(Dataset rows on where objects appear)
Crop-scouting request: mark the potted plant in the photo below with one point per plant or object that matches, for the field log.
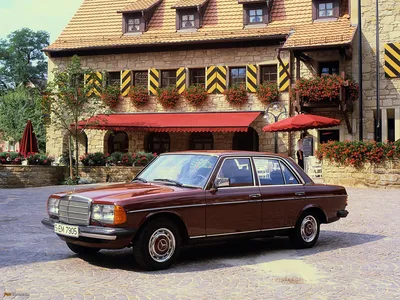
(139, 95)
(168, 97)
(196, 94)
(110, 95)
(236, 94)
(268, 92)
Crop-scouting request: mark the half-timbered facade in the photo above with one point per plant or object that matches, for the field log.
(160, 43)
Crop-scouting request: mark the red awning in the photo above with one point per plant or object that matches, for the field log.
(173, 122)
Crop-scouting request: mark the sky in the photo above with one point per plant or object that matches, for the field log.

◆ Instructions for the task ◆
The required output is the span of lines from the one containing "Crop-scouting request: mark the half-timbered" to the last line, reproduced character for character.

◆ Result ◆
Crop-scouting request: mark the half-timbered facade in the photo above with one point per plant or object that matches, for the field log.
(160, 43)
Crop-scouting request: mark the red awning in the photo above with one point per plant or object that matches, for the field log.
(173, 122)
Crop-scouting request: mark the sky in the photo above with one point per plant or object that matches, for the field log.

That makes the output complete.